(Natural language region descriptions)
+===+

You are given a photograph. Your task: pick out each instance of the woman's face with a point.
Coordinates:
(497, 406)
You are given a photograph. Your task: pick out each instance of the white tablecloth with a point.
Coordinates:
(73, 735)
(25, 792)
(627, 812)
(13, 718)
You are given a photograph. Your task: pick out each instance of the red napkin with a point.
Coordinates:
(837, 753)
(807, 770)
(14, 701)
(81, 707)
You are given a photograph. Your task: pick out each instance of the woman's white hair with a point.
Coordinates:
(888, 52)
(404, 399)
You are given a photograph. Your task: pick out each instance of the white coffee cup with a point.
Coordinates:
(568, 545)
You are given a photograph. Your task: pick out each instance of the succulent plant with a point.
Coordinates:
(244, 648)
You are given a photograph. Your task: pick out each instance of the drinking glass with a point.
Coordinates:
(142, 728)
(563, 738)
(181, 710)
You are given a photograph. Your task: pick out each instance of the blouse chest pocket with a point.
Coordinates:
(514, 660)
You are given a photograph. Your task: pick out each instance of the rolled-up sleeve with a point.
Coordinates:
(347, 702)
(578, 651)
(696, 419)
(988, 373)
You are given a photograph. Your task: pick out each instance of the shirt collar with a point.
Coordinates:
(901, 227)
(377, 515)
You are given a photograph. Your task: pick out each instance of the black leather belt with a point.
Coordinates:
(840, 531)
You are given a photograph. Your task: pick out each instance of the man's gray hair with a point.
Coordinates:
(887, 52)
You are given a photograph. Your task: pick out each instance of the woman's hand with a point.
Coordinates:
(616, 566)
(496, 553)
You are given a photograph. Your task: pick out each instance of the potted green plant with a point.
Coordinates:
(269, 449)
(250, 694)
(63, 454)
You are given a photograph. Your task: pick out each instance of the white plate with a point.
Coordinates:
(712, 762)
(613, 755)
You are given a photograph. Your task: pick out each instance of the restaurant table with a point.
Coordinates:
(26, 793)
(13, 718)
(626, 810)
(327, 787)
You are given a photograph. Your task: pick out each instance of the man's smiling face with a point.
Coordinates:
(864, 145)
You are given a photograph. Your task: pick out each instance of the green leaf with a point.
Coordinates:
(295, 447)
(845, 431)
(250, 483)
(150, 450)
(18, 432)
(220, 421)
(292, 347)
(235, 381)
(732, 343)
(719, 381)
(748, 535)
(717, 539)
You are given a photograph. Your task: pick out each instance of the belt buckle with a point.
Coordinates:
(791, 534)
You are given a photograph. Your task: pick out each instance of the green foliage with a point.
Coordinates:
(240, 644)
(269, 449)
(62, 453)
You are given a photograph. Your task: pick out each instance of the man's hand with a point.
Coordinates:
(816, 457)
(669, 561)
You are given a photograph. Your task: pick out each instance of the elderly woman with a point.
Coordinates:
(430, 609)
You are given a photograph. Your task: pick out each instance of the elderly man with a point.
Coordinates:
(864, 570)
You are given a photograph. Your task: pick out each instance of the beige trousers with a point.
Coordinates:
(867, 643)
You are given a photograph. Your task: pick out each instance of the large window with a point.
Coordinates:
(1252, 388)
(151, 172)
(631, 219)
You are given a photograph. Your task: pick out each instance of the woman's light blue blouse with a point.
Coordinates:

+===+

# [TASK PROMPT]
In the entries above, find the line with "belt with a point.", then retype it and every line after it exactly.

# [EXPECTED OUTPUT]
You are given a photograph. Your task: pick out each instance of the black leather belt with a point.
Coordinates:
(840, 531)
You are given a photograph. Your task: pick out each instance of the man's gray hair with a point.
Coordinates:
(887, 52)
You are given a photograph. Your task: pick out each instance of the woman's hand with a point.
Coordinates:
(616, 566)
(496, 553)
You are given a photograph. Your task: pick out each instance of the potted green plant with a point.
Coordinates:
(269, 449)
(250, 694)
(63, 454)
You are given a photograph. Your task: pick out each instance of the white plate with a point.
Coordinates:
(712, 762)
(613, 755)
You are given a photograph. Your task: pick out each instance of the restaurant table with a point.
Coordinates:
(26, 793)
(13, 718)
(626, 810)
(327, 787)
You are given a photograph. Your task: pick out each instance of the man's smiling face with a point.
Coordinates:
(864, 145)
You are given a photograph. Your task: pick out each instance of the green leaf with a point.
Coordinates:
(295, 447)
(845, 431)
(250, 483)
(150, 450)
(18, 432)
(220, 421)
(292, 347)
(235, 381)
(732, 343)
(719, 381)
(748, 535)
(717, 539)
You are given a photograph. Your task: pick out each instance of the belt buckle with a point.
Coordinates:
(791, 534)
You are given a photograph. Your task: pick out each instance of the green foliage with a point.
Coordinates:
(240, 644)
(269, 449)
(62, 453)
You are given a photograph. Your task: pick out each instance of the man's hand with a point.
Coordinates:
(816, 457)
(669, 561)
You are given a photograph. Your task: pick out each instance of the elderly woman with a point.
Coordinates:
(430, 609)
You are given a photograph. Your task: pick out each instance of the elderly man with a point.
Coordinates:
(864, 570)
You are given a photograph. Your task: pick out each instance of the beige trousers with a point.
Coordinates:
(867, 643)
You are given a photograph. Your task: pick out each instance of the large window with a point.
Coordinates:
(1252, 388)
(151, 172)
(631, 219)
You are given a photograph. Your task: pick out each instance of the woman's light blue blouse with a point.
Coordinates:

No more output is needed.